AUFGABEN ZUR BEARBEITUNG:
1. Fassen Sie im Text zur funktionellen Dyspepsie den Absatz, der mit „Durch die recht uneinheitliche Symptomatik“ beginnt, als Stichpunktliste zusammen. Die wesentlichen Fakten müssen erhalten bleiben.
2. Beantworten Sie anhand des Textes zur funktionellen Dyspepsie folgende Fragen:
(a) Welcher Wirkstoff wird als Beispiel für einen PPI genannt?
(b) Nach etwa welcher Zeit setzt die Wirkung von H2-Blockern ein?
(c) Welcher Mindestabstand soll zwischen der Einnahme von Antazida und anderen Arzneimitteln liegen?

TEXT ZUR DURCHSICHT:

◇ ◇ ◇ ◇ ◇ ◇ ◇

Durch die recht uneinheitliche Symptomatik der funktionellen Dyspepsie ist die Auswahl des passenden Wirkstoffs nicht immer einfach. Neben der nichtmedikamentösen Therapie, die aus Ernährungsberatung, Stressmanagement und Entspannungstechniken besteht, kommen auch zahlreiche Arzneimittel zum Einsatz. Prokinetika, wie Metoclopramid und Domperidon, beschleunigen die Magenpassage und verbessern die Peristaltik, wodurch sich Übelkeit, Brechreiz und Erbrechen bessern. Bei saurem Aufstoßen und Brennen im Magen werden mitunter Protonenpumpenhemmer und H2-Blocker verordnet. PPI wie Pantoprazol hemmen die H+/K+-ATPase in den Belegzellen der Magenschleimhaut. Die Wirkung tritt allerdings erst nach mehrtägiger Einnahme ein, wodurch PPI keine sofortige Linderung der Beschwerden nach der ersten Einnahme bringen! H2-Blocker hemmen die Ausschüttung der Magensäure und Pepsin. Die Wirkung tritt hier wesentlich rascher ein als bei den vergleichbaren PPI, nämlich circa eine Stunde nach Einnahme. Ebenfalls eingesetzt werden Antazida wie Sucralfat, Carbonate, Hydrotalcit, Alginat etc. Diese wirken sofort, dafür allerdings vergleichsweise kurz, indem sie die überschüssige Magensäure binden und damit neutralisieren. Bei der gleichzeitigen Einnahme von Antazida und anderen Arzneimitteln sollte unbedingt ein Abstand von mindestens zwei Stunden eingehalten werden, um etwaige Wechselwirkungen zu vermeiden. Gegen krampfartige Beschwerden wird das Spasmolytikum Hyoscin-N-Butylbromid (Scopolaminbutylbromid) eingesetzt, welches u. a. auf die glatte Muskulatur im Verdauungstrakt wirkt. Aufgrund seiner Struktur ist es jedoch nicht ZNS-gängig, wodurch systemische und zentrale anticholinerge Nebenwirkungen selten sind.

◇ ◇ ◇ ◇ ◇ ◇ ◇

ÜBUNGSDATEN:

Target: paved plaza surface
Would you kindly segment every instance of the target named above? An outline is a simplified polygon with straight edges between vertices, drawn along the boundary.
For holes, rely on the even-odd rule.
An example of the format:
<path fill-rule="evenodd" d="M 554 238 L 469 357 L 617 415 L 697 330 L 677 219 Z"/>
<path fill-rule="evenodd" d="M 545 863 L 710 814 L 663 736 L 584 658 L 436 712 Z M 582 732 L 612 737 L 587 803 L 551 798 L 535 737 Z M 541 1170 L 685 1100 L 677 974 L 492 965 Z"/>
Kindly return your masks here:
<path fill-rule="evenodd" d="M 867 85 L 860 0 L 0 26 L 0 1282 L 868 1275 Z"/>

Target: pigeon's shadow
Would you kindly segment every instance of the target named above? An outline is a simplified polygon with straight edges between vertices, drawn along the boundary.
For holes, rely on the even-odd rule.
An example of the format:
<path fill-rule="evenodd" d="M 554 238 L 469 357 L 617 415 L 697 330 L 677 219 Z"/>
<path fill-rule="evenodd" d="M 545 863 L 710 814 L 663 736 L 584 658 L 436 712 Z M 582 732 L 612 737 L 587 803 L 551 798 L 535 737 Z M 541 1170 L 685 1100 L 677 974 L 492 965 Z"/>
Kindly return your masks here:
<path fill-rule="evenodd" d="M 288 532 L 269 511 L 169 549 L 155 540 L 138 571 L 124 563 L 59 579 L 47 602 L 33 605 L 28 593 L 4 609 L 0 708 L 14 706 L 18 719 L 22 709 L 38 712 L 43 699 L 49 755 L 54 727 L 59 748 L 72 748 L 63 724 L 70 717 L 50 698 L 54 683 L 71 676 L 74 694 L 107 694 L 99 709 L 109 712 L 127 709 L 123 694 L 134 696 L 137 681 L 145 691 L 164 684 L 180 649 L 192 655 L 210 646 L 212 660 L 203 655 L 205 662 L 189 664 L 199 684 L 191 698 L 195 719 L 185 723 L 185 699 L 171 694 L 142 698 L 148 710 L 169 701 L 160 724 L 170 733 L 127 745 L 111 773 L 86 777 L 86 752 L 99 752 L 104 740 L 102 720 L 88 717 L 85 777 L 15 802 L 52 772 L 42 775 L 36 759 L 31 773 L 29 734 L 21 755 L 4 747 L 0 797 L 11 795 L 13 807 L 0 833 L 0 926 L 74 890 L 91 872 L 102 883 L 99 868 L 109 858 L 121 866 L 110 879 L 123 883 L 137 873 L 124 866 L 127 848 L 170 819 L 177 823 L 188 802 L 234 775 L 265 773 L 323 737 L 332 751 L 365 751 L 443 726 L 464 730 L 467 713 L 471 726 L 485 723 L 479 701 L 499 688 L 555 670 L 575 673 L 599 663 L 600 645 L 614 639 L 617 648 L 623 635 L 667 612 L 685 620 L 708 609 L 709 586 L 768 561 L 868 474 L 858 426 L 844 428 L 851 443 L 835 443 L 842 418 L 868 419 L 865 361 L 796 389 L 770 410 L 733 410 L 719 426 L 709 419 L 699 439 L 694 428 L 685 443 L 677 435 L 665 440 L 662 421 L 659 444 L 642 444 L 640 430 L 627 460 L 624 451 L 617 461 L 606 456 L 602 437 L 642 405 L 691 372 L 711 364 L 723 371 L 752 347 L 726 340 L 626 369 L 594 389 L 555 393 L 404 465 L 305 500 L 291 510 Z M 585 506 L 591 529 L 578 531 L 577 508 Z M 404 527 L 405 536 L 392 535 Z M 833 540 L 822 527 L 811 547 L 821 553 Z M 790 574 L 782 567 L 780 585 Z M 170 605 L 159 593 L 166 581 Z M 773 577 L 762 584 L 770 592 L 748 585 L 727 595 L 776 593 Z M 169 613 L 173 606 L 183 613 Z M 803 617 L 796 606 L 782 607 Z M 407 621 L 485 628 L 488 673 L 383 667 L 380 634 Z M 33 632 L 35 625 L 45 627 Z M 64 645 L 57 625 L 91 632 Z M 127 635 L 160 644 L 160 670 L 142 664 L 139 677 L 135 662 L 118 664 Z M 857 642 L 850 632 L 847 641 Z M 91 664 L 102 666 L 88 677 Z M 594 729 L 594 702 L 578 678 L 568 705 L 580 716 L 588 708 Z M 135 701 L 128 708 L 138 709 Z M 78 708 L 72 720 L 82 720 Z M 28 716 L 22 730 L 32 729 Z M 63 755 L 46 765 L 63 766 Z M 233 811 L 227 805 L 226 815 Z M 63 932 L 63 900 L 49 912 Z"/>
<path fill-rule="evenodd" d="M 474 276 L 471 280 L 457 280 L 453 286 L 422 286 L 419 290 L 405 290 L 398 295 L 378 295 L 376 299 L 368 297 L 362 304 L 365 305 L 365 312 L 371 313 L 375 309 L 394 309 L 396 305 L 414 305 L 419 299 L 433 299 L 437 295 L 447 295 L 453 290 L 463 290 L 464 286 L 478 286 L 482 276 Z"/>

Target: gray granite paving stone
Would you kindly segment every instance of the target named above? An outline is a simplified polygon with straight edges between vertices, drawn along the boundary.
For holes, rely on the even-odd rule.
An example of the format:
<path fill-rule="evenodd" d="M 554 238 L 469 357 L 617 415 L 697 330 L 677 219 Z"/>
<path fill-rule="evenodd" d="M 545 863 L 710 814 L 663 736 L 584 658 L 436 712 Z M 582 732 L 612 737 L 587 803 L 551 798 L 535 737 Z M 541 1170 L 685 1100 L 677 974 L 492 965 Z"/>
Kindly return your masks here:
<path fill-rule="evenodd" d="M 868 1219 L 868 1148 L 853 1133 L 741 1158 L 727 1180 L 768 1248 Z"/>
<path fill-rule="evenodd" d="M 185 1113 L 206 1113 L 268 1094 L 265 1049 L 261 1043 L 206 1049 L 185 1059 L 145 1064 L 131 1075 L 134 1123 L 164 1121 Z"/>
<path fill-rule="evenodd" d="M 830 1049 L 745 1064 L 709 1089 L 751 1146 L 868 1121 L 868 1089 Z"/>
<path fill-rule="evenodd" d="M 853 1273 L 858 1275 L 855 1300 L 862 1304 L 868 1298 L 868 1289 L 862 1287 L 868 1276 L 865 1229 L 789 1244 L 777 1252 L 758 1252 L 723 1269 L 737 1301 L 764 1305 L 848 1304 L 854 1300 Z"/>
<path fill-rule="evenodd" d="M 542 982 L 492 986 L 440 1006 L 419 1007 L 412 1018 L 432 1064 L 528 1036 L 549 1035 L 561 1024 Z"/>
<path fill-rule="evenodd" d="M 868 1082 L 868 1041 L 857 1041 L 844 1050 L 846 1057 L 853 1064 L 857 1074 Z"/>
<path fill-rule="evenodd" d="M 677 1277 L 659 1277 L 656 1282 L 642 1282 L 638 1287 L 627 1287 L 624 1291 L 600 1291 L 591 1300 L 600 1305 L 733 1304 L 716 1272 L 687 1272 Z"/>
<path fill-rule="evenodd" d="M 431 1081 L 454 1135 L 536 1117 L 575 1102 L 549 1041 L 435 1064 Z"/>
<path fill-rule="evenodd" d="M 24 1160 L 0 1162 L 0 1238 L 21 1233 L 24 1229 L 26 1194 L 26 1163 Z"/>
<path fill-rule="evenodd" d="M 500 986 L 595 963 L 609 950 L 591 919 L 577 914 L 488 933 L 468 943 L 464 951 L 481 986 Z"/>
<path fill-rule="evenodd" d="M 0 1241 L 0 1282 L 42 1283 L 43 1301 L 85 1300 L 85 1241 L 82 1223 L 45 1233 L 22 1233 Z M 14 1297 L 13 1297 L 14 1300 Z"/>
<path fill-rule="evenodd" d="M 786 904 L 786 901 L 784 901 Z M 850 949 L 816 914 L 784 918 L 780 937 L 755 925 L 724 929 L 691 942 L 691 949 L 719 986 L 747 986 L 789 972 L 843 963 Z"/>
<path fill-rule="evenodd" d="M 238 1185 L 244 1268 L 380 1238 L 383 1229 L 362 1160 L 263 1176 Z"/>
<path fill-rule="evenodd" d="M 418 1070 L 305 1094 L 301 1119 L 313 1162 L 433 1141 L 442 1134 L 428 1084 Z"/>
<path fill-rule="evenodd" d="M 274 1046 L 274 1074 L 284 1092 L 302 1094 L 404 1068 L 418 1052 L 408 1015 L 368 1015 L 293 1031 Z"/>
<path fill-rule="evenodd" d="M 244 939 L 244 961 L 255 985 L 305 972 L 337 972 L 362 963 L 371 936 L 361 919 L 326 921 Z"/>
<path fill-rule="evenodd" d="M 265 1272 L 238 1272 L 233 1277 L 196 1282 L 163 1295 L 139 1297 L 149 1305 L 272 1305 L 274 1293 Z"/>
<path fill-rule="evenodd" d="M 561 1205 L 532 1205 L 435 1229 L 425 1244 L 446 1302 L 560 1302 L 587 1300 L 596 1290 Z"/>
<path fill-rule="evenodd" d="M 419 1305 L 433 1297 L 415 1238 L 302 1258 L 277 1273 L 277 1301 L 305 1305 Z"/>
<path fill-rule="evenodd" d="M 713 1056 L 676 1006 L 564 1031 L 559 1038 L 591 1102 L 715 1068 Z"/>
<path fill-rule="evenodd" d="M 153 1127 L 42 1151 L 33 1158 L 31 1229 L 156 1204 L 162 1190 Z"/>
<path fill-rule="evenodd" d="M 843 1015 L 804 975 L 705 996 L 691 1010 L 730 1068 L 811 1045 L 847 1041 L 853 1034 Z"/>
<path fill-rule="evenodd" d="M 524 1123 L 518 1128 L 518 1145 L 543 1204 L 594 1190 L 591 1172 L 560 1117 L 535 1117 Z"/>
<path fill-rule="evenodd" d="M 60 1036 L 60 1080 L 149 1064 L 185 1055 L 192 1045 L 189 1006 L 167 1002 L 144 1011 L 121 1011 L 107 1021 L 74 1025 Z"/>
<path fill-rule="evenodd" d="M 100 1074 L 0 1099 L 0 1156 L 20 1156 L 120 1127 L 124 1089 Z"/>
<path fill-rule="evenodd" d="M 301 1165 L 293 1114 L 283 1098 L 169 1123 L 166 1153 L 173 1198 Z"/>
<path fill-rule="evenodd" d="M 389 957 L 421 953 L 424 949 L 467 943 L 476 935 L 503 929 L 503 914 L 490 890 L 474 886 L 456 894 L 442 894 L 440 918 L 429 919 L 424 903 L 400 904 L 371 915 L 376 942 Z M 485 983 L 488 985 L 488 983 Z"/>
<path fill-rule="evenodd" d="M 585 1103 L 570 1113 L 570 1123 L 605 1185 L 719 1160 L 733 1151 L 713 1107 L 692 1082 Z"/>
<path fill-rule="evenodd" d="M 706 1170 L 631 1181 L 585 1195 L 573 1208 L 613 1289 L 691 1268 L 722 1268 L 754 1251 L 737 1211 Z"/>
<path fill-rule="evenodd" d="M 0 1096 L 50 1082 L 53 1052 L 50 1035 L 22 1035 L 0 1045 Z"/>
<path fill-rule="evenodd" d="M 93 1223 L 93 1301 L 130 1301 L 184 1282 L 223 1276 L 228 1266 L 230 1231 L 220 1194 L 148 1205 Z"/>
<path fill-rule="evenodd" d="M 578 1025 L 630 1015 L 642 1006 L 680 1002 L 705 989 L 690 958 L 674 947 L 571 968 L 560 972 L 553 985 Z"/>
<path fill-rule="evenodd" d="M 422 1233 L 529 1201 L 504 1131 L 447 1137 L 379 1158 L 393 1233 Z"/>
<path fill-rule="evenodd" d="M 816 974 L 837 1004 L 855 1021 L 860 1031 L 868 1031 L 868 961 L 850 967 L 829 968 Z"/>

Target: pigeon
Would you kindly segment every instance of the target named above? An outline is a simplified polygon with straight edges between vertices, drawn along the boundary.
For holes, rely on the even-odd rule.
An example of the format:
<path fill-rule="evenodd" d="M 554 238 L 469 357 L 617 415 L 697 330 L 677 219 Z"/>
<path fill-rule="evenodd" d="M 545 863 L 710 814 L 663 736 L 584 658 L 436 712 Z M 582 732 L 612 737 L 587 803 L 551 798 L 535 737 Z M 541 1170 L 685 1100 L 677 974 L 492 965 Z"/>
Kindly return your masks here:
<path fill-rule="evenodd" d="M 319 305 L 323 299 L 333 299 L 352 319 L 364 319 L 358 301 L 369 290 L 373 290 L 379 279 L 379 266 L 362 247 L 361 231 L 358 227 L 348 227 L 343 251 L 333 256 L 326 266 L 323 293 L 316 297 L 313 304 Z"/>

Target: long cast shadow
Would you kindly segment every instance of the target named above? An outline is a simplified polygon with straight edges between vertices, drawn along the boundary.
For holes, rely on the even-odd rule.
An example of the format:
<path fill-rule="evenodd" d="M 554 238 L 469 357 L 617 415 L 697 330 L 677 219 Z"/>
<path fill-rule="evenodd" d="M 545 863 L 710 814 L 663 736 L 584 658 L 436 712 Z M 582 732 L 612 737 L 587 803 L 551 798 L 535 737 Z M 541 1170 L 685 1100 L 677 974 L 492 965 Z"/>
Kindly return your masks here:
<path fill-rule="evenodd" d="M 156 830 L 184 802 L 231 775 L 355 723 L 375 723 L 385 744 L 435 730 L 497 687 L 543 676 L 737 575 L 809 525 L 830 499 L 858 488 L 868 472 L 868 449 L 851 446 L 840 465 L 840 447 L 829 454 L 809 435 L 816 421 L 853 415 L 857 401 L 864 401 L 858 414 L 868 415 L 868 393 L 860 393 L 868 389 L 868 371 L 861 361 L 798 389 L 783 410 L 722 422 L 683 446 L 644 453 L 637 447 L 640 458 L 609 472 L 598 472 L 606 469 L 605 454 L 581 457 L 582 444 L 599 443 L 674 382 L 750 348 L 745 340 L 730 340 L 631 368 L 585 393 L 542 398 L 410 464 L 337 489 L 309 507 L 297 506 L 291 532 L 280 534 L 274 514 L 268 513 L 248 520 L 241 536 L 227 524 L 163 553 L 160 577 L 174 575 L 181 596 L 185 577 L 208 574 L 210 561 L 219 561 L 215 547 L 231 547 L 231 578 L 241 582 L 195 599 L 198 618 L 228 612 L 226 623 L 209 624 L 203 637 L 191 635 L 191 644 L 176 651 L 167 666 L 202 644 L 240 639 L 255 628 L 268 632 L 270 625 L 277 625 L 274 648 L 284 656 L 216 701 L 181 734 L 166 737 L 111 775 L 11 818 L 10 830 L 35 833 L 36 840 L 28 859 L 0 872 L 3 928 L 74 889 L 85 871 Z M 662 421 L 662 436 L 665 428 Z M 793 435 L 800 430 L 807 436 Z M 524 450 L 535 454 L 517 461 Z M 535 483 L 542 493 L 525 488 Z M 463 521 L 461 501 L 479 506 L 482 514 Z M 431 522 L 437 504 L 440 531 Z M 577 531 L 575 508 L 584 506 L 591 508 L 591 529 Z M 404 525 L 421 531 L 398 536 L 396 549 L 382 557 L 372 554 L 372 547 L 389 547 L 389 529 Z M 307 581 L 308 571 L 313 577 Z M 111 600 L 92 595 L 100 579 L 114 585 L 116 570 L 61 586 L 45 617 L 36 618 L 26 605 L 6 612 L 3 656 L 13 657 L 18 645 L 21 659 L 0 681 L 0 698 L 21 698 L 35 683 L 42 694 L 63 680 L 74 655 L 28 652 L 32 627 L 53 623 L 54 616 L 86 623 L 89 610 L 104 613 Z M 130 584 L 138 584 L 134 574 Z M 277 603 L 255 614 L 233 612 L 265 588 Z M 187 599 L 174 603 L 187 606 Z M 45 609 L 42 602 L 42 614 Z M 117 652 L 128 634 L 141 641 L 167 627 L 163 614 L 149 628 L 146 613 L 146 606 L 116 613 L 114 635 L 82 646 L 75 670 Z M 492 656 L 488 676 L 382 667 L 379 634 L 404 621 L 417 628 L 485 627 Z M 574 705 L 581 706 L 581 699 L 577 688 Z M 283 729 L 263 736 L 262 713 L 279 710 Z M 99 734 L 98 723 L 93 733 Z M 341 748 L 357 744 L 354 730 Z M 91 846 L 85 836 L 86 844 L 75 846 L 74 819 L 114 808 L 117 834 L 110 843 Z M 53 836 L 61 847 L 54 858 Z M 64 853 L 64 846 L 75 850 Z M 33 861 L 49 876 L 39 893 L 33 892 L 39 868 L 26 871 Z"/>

◇ ◇ ◇ ◇ ◇ ◇ ◇

LÖSUNGEN JE AUFGABE:
1.
- Die Wahl des Wirkstoffs ist wegen der uneinheitlichen Symptomatik der funktionellen Dyspepsie nicht immer einfach.
- Nichtmedikamentöse Therapie: Ernährungsberatung, Stressmanagement, Entspannungstechniken. Daneben kommen zahlreiche Arzneimittel zum Einsatz.
- Prokinetika (Metoclopramid, Domperidon): Sie beschleunigen die Magenpassage und verbessern die Peristaltik. Dadurch bessern sich Übelkeit, Brechreiz und Erbrechen.
- Bei saurem Aufstoßen und Brennen im Magen werden mitunter PPI und H2-Blocker verordnet:
  - PPI (z. B. Pantoprazol): hemmen die H+/K+-ATPase in den Belegzellen der Magenschleimhaut. Die Wirkung tritt erst nach mehrtägiger Einnahme ein, also keine sofortige Linderung.
  - H2-Blocker: hemmen die Ausschüttung von Magensäure und Pepsin. Die Wirkung tritt nach ca. einer Stunde ein.
- Antazida (Sucralfat, Carbonate, Hydrotalcit, Alginat etc.): binden und neutralisieren überschüssige Magensäure. Sie wirken sofort, aber vergleichsweise kurz. Zu anderen Arzneimitteln sind mindestens zwei Stunden Abstand einzuhalten.
- Krampfartige Beschwerden: Spasmolytikum Hyoscin-N-Butylbromid (Scopolaminbutylbromid). Es wirkt u. a. auf die glatte Muskulatur im Verdauungstrakt. Da es nicht ZNS-gängig ist, sind systemische und zentrale anticholinerge Nebenwirkungen selten.

2.
(a) Pantoprazol
(b) Nach circa einer Stunde
(c) Mindestens zwei Stunden